▶ _Written exercise_
Reproduce the records verbatim, starting at the line containing "walking on dune." and continuing through the last line of the records.

▶ _Data records_

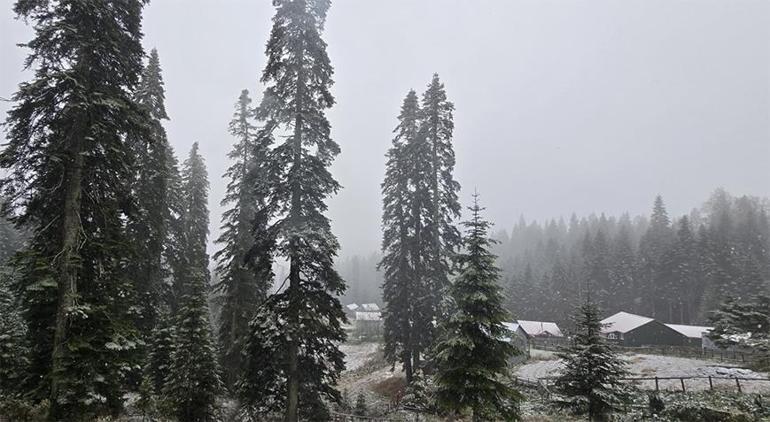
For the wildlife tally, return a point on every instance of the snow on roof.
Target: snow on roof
(623, 322)
(691, 331)
(368, 316)
(512, 327)
(539, 328)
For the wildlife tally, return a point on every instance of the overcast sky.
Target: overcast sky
(561, 105)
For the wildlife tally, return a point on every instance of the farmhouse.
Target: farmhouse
(694, 334)
(540, 328)
(635, 330)
(367, 320)
(519, 340)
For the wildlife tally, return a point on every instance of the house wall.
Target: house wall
(653, 334)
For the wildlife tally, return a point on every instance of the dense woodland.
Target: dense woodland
(108, 304)
(674, 268)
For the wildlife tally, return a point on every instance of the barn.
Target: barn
(632, 330)
(368, 321)
(518, 337)
(693, 334)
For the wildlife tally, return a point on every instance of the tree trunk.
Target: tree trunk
(67, 263)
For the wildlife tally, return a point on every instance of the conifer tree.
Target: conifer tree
(13, 342)
(744, 323)
(440, 235)
(148, 229)
(473, 354)
(401, 280)
(193, 383)
(299, 365)
(68, 172)
(360, 408)
(245, 260)
(688, 288)
(655, 263)
(591, 379)
(161, 348)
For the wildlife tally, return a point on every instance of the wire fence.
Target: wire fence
(720, 355)
(684, 384)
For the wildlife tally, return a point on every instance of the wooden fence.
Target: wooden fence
(733, 356)
(739, 383)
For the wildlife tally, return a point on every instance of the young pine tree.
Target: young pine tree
(245, 260)
(472, 355)
(401, 282)
(293, 350)
(68, 169)
(590, 381)
(193, 384)
(744, 323)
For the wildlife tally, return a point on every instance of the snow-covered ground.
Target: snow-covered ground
(356, 355)
(665, 366)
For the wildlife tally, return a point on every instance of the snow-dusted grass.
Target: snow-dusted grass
(662, 367)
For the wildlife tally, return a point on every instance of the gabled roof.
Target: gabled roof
(368, 316)
(624, 322)
(691, 331)
(513, 328)
(539, 328)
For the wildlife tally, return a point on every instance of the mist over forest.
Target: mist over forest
(293, 210)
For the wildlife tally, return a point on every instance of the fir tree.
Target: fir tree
(401, 282)
(13, 342)
(69, 169)
(473, 354)
(655, 263)
(149, 225)
(441, 238)
(744, 323)
(161, 348)
(245, 260)
(193, 383)
(299, 366)
(591, 378)
(360, 408)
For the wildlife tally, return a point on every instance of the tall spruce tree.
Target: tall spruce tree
(401, 281)
(591, 379)
(148, 229)
(193, 384)
(69, 168)
(441, 236)
(245, 260)
(300, 366)
(473, 352)
(655, 263)
(13, 341)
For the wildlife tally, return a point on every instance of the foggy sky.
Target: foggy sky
(561, 105)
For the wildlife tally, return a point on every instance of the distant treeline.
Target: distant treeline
(673, 269)
(676, 269)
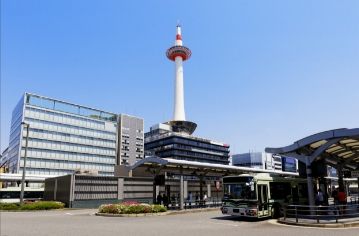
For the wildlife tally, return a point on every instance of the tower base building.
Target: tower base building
(164, 142)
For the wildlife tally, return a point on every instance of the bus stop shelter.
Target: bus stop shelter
(338, 148)
(155, 165)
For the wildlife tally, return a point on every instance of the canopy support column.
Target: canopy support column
(181, 192)
(310, 182)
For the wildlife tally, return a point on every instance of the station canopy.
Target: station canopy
(335, 147)
(189, 167)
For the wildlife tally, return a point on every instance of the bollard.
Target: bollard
(296, 214)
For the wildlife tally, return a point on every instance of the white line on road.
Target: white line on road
(226, 224)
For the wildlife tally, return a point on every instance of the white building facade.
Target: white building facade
(63, 138)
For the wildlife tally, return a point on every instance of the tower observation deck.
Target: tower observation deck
(179, 53)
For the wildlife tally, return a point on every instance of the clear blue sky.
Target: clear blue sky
(262, 73)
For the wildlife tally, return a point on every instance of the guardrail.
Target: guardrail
(318, 214)
(174, 205)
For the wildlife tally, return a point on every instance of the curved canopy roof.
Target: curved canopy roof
(339, 146)
(189, 166)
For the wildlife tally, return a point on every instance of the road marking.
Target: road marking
(226, 224)
(274, 222)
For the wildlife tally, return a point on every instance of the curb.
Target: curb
(158, 214)
(192, 211)
(131, 215)
(319, 225)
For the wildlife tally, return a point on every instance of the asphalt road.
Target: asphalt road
(84, 222)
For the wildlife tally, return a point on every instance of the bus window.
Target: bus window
(280, 190)
(303, 190)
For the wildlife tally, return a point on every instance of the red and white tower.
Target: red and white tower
(179, 53)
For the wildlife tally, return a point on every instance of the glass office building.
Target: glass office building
(63, 138)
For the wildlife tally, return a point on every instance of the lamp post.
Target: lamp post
(24, 167)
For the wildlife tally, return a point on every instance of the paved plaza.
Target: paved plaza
(84, 222)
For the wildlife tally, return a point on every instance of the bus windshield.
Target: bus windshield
(243, 189)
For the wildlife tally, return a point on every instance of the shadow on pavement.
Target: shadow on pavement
(239, 218)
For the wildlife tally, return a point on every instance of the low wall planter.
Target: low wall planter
(132, 215)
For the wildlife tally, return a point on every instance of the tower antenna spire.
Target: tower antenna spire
(179, 53)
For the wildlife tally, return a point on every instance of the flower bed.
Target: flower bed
(131, 208)
(31, 206)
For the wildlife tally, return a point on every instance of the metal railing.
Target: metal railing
(321, 214)
(211, 202)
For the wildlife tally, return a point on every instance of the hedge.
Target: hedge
(31, 206)
(131, 208)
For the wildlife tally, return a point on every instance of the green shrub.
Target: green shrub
(30, 206)
(110, 209)
(9, 206)
(42, 205)
(134, 208)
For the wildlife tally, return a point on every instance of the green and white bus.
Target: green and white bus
(261, 195)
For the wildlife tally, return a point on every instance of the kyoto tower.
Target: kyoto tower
(179, 53)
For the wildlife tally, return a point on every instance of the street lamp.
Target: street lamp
(24, 168)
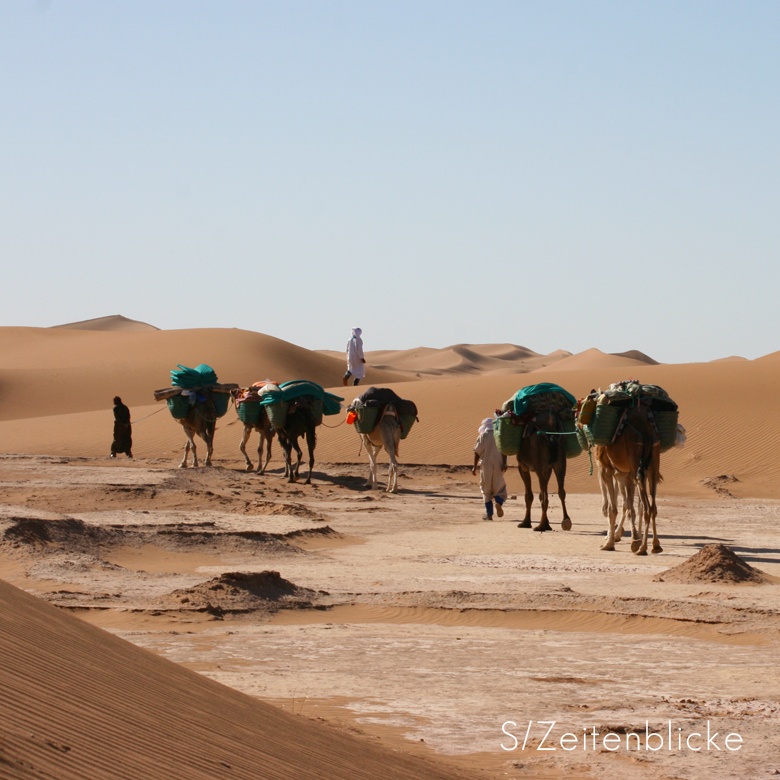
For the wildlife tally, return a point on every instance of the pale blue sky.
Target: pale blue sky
(553, 174)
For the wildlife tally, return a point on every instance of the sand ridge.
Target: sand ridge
(432, 630)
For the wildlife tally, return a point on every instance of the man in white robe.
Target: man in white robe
(356, 362)
(491, 470)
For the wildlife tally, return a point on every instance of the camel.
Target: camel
(627, 494)
(300, 422)
(633, 459)
(542, 455)
(263, 427)
(387, 434)
(201, 420)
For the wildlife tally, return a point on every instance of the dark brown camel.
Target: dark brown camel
(263, 427)
(633, 459)
(201, 420)
(300, 422)
(543, 455)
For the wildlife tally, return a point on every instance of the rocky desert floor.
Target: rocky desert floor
(410, 620)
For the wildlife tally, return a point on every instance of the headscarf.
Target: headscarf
(486, 425)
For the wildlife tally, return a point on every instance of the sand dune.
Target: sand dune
(61, 371)
(596, 359)
(56, 388)
(79, 703)
(468, 359)
(114, 323)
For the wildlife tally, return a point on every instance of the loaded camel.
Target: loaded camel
(632, 461)
(300, 422)
(201, 420)
(387, 434)
(263, 427)
(254, 417)
(543, 455)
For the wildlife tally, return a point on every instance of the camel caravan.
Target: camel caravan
(382, 418)
(629, 425)
(537, 425)
(197, 401)
(291, 410)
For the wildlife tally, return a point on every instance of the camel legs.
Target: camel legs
(529, 496)
(627, 488)
(294, 472)
(311, 440)
(560, 475)
(544, 500)
(208, 437)
(609, 490)
(649, 507)
(264, 439)
(390, 439)
(189, 445)
(372, 451)
(242, 446)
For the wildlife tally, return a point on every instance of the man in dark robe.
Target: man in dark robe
(123, 431)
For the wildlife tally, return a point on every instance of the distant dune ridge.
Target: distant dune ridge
(57, 385)
(116, 322)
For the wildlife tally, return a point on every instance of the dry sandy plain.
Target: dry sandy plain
(329, 631)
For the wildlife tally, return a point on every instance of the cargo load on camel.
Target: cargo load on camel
(601, 415)
(365, 411)
(193, 386)
(248, 399)
(515, 419)
(277, 398)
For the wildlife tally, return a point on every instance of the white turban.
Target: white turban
(486, 425)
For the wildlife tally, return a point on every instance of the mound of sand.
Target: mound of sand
(49, 371)
(714, 563)
(460, 359)
(595, 358)
(243, 592)
(81, 704)
(116, 322)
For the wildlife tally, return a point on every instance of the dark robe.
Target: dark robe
(123, 431)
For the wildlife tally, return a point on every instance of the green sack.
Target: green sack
(249, 412)
(179, 406)
(507, 436)
(573, 446)
(221, 403)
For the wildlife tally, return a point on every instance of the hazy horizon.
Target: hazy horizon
(561, 175)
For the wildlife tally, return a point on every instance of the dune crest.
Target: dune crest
(114, 323)
(595, 359)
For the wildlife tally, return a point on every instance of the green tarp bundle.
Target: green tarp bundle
(289, 391)
(189, 378)
(523, 397)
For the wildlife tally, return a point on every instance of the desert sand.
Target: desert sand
(333, 631)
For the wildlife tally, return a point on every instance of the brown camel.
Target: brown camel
(263, 427)
(201, 420)
(633, 460)
(543, 455)
(627, 495)
(387, 434)
(300, 422)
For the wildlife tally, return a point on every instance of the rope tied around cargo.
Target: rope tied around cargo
(164, 408)
(333, 426)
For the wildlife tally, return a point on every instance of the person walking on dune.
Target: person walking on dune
(491, 470)
(123, 430)
(356, 362)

▶ _Solution_
For the wildlife tally, return a point on every instance of the person walking on dune.
Target: person walking on dune
(491, 470)
(123, 430)
(356, 362)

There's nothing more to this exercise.